*WHAT IS REQUIRED*.
Which lines of the records contain the word "shoreline"? Pick out each of them and copy it.

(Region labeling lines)
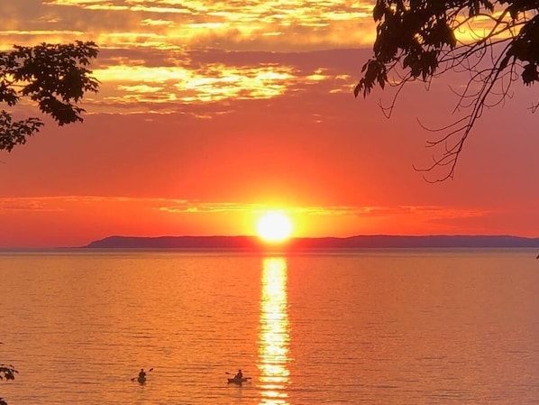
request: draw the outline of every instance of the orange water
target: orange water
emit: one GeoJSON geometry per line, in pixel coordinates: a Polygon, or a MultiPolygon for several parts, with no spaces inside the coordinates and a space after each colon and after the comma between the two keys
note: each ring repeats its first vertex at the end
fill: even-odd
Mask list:
{"type": "Polygon", "coordinates": [[[0,253],[10,405],[537,404],[530,250],[0,253]],[[141,367],[148,382],[131,379],[141,367]],[[251,377],[228,385],[242,368],[251,377]]]}

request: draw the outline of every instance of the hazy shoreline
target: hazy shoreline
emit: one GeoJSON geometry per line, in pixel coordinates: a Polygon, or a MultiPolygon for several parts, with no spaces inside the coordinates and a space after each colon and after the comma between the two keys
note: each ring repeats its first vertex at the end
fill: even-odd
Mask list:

*COMPLETE OUTPUT*.
request: draw the outline of every instance of the hazy shoreline
target: hazy shoreline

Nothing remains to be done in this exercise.